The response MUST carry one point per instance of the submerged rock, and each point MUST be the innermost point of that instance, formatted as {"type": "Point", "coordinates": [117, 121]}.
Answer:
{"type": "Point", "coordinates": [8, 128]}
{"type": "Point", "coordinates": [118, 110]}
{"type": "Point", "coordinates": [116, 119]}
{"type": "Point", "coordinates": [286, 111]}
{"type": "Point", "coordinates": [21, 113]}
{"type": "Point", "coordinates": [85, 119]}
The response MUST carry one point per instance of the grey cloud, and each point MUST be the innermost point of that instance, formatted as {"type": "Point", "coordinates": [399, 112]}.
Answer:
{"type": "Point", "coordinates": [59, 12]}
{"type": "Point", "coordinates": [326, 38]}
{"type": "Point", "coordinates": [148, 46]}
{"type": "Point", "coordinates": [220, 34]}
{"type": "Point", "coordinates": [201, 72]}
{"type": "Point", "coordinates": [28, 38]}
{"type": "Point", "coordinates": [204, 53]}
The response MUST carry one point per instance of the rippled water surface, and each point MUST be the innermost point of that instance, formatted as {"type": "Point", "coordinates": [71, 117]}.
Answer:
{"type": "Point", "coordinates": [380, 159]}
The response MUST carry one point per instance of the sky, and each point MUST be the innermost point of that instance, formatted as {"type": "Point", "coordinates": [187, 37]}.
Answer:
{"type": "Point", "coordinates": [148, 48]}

═══

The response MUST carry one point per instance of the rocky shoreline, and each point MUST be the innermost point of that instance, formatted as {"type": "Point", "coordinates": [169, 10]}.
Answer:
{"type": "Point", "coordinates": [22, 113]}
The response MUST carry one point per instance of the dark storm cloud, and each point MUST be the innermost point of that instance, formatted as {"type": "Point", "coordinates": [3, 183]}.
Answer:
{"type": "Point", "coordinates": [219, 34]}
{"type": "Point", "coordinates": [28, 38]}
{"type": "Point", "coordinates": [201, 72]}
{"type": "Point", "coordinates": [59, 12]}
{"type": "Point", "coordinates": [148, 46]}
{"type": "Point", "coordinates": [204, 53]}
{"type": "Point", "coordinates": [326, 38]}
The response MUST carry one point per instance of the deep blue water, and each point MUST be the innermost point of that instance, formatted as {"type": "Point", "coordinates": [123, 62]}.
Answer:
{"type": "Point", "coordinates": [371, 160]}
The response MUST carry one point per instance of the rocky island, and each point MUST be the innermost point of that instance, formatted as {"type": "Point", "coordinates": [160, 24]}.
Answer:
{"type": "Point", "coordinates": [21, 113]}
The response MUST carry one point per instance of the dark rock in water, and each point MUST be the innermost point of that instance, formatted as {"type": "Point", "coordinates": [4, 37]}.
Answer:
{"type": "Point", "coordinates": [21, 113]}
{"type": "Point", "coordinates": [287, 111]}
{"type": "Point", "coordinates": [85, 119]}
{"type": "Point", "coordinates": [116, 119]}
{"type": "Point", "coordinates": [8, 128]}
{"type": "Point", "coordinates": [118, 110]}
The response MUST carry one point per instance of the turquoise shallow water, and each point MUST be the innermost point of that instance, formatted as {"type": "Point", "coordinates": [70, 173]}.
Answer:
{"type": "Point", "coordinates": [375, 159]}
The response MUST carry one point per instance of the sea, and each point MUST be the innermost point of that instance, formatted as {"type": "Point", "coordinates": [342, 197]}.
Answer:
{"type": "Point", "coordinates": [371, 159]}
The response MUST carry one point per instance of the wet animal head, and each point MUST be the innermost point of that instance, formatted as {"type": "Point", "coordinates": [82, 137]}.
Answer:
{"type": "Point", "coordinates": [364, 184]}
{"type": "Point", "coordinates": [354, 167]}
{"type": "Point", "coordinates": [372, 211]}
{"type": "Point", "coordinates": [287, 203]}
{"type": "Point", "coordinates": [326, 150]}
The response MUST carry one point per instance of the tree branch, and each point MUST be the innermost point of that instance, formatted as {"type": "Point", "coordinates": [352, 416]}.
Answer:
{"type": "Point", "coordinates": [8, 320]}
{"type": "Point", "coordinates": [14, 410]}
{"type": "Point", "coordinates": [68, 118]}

═══

Please copy every line from the entries that includes the word "rocky".

The response MUST carry one point per instance of the rocky shoreline, and each point MUST be the innermost point of that instance, formatted as {"type": "Point", "coordinates": [169, 10]}.
The response MUST carry one point per instance of the rocky island, and each point MUST be the innermost point of that instance, formatted as {"type": "Point", "coordinates": [160, 24]}.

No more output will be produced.